# Aim
Render each line of the listing below as a row in a Markdown table with the columns "Row" and "Line", numbering the rows and skipping blank lines. Omit the pictures.

# Records to process
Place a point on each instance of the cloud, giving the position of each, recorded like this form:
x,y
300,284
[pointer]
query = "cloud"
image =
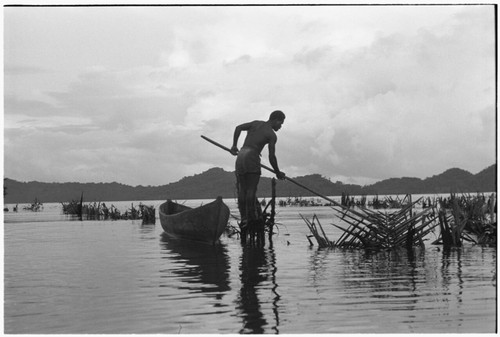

# The reply
| Row | Line |
|---|---|
| 1 | Place a point on each instance of the cloud, giving the position of each, recorded like this form: |
| 2 | x,y |
| 3 | 300,284 |
| 4 | [pointer] |
| 5 | query = "cloud" |
| 6 | image = |